=== DATA SECTION ===

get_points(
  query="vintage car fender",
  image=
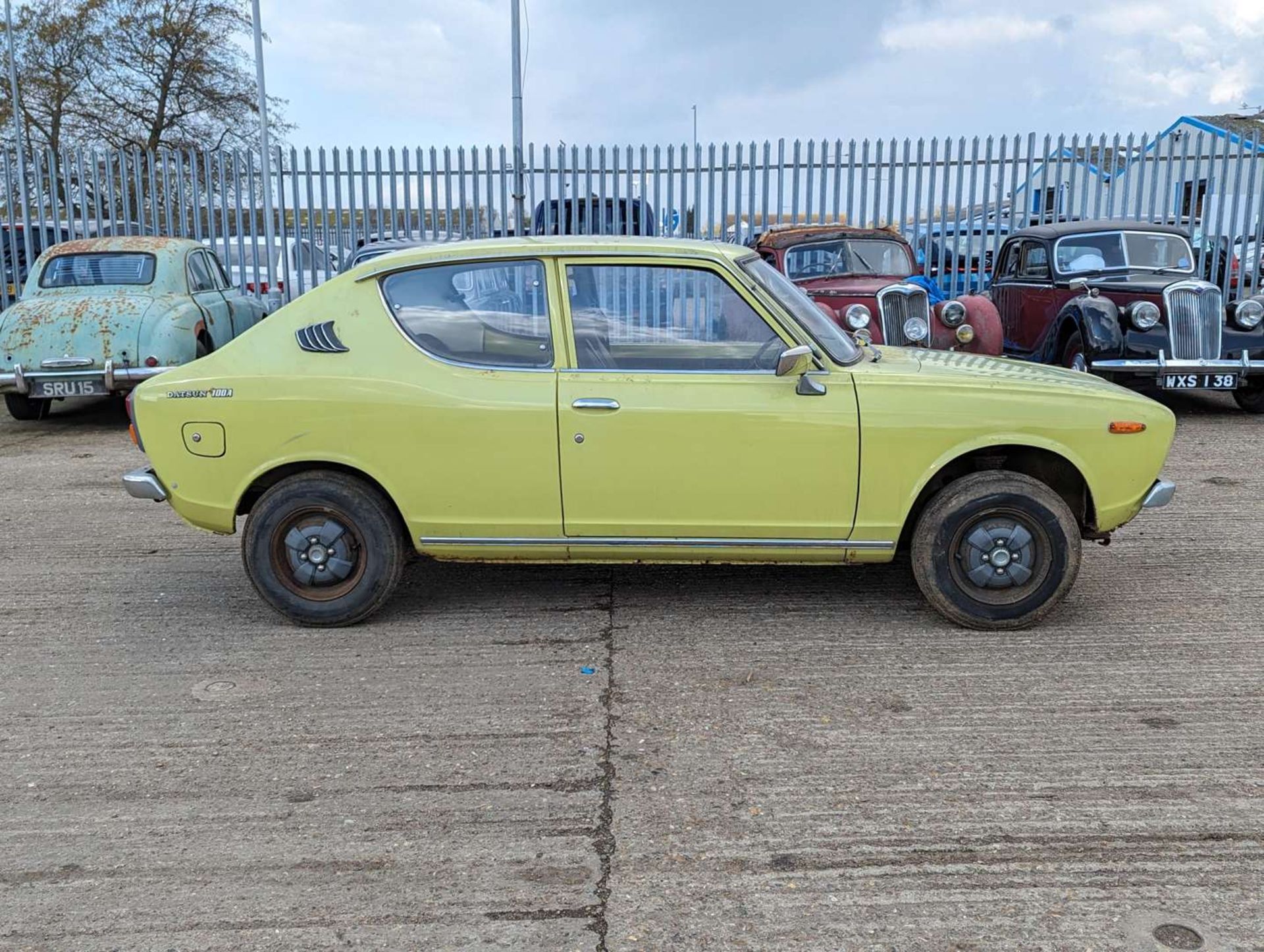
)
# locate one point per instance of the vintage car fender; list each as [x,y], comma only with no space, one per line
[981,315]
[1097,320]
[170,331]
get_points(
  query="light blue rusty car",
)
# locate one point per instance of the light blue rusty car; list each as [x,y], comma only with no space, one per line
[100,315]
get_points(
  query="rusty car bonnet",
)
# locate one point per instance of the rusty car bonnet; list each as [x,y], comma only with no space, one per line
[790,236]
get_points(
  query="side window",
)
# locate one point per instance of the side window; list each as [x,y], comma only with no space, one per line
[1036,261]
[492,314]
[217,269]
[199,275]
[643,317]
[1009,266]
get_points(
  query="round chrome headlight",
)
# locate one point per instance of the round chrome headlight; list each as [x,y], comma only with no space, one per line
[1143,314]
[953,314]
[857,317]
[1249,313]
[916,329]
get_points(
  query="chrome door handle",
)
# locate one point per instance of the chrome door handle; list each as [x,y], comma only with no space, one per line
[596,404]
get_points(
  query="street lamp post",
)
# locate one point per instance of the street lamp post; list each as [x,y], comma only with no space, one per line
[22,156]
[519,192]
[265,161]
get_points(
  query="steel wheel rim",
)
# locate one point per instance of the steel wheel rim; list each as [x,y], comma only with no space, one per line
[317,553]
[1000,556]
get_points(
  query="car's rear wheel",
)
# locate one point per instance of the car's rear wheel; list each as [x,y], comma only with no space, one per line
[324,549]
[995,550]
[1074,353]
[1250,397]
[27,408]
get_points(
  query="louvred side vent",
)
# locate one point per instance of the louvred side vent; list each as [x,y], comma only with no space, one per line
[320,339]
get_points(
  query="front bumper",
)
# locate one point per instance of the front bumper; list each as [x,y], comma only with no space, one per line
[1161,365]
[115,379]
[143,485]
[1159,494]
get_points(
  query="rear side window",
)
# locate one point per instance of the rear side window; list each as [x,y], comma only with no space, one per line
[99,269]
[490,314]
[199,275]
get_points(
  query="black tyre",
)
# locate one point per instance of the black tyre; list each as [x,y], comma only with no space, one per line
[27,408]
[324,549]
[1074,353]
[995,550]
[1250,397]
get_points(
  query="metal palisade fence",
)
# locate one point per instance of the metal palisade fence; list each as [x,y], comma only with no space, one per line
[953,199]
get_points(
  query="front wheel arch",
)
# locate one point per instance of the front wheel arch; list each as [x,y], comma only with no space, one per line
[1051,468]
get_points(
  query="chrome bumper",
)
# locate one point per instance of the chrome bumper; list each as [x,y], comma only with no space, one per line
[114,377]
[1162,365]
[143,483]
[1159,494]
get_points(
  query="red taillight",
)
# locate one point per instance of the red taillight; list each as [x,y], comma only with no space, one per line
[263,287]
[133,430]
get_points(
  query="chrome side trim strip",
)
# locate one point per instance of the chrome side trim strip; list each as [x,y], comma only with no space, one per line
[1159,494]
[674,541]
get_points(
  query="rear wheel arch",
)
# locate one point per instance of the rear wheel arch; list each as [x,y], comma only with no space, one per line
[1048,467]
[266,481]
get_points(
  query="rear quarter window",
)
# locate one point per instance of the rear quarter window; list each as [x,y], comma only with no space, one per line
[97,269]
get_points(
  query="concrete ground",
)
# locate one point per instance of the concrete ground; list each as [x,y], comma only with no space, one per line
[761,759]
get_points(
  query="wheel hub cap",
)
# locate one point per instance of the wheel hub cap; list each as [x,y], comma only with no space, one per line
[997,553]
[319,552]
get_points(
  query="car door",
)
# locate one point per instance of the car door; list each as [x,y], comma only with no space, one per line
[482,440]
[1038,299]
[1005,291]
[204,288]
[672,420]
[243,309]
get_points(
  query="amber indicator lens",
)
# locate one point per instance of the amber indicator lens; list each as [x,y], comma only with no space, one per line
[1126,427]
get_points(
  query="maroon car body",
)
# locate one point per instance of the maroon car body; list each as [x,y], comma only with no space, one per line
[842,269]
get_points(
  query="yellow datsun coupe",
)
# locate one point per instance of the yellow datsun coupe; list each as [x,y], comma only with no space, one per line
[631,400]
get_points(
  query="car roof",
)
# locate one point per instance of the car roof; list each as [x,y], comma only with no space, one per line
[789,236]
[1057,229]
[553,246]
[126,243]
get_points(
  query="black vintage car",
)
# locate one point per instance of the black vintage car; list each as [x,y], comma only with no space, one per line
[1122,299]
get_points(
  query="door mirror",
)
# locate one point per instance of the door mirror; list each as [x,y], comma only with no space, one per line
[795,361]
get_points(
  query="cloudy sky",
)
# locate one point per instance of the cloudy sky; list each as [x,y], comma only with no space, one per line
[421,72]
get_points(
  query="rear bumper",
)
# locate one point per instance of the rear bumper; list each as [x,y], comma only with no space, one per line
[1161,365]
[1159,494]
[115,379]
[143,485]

===
=== DATA SECTION ===

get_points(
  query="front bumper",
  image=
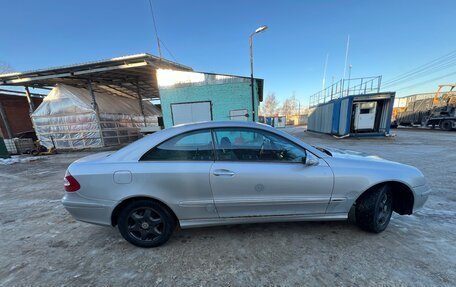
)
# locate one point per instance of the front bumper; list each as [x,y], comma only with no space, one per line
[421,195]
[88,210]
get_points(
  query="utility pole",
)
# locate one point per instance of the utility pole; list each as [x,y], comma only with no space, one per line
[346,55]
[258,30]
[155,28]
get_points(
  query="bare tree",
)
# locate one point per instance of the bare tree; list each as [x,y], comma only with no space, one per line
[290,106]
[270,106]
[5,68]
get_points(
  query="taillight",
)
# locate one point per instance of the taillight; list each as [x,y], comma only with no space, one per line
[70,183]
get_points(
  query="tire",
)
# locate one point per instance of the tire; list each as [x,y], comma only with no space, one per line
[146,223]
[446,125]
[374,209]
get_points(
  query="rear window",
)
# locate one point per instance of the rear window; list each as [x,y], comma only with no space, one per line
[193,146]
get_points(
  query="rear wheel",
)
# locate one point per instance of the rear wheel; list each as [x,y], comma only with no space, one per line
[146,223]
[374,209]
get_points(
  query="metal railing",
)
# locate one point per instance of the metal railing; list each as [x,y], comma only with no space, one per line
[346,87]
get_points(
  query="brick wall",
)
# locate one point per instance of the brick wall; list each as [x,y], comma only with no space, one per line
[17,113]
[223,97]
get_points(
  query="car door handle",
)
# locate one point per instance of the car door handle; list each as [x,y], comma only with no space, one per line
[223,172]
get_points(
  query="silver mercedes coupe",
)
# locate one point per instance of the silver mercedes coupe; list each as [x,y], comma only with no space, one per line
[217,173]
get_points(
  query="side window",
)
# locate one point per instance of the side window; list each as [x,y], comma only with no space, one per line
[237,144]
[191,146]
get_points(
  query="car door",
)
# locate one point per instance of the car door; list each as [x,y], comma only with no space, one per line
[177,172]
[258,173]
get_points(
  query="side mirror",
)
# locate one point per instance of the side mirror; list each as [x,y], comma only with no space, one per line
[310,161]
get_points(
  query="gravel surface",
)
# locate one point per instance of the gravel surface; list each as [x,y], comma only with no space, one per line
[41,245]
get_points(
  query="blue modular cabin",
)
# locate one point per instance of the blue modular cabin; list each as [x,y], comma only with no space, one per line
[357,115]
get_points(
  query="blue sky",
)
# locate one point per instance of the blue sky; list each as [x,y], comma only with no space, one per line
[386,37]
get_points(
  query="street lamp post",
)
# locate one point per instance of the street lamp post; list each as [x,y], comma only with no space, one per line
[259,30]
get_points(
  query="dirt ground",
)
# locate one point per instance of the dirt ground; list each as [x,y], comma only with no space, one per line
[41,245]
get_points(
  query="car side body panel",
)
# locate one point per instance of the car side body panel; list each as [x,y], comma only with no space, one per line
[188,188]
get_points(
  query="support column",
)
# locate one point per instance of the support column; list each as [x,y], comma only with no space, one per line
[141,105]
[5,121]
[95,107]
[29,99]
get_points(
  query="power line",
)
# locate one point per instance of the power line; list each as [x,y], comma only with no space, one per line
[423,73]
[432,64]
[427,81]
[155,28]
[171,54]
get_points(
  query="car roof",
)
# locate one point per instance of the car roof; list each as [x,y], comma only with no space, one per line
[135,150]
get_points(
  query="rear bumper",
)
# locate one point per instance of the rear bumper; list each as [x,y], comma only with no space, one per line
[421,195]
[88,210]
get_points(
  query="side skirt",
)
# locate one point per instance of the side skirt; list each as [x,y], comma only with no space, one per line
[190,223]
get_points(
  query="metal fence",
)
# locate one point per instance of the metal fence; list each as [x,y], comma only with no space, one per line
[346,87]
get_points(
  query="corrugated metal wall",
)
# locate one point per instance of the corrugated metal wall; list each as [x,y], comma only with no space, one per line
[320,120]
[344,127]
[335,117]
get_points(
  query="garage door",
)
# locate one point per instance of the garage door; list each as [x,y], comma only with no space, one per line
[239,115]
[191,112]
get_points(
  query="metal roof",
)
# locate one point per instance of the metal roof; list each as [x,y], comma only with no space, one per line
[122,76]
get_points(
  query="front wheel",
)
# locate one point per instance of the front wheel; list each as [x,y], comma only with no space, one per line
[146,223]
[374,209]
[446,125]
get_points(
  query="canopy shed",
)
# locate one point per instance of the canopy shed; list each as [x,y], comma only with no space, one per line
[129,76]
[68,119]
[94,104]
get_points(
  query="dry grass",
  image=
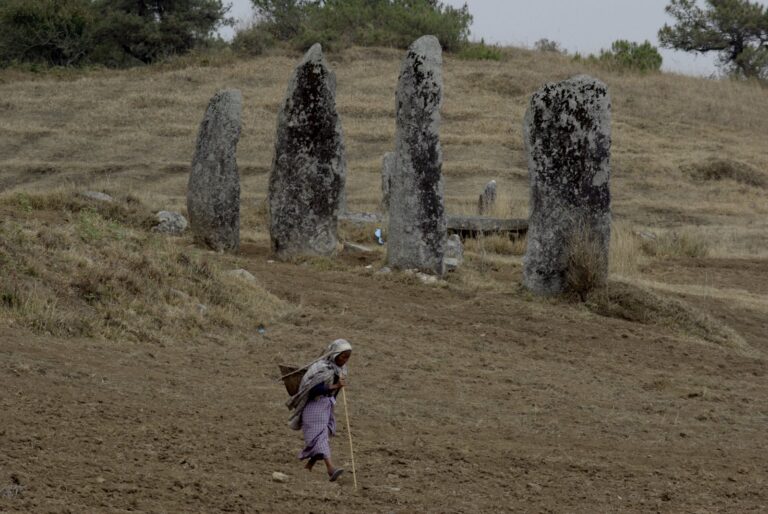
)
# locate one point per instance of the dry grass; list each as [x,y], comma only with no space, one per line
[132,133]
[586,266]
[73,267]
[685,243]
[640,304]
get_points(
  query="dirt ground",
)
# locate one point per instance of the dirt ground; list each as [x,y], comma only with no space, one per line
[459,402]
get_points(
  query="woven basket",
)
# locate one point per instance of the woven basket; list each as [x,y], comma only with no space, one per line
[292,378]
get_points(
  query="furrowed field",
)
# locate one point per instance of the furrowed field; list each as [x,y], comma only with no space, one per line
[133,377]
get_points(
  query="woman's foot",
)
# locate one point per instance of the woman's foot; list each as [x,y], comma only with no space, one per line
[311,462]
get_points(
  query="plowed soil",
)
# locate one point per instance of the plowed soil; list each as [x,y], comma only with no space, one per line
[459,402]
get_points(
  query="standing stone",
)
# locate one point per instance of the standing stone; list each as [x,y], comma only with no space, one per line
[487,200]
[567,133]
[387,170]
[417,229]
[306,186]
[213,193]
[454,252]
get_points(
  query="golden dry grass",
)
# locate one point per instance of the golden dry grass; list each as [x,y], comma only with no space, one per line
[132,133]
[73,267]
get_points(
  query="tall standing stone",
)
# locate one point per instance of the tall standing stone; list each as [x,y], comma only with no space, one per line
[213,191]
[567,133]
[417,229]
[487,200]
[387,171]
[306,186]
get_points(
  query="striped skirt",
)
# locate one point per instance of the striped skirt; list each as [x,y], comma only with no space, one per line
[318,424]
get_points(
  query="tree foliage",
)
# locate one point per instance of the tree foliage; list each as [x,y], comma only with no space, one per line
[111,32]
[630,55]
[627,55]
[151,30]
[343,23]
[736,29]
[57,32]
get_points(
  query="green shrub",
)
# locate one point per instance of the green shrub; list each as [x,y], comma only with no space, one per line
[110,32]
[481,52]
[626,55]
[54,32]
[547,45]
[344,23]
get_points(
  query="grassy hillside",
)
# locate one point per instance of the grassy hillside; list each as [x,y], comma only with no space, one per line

===

» **DIRECTIONS FOR THIS TASK**
Reproduce each line above that contains "hillside".

» **ANSWER FOR THE TASK**
  query="grassy hillside",
# locate one point per instance of the grassy hillside; list each as [x,y], comma only with no space, one per line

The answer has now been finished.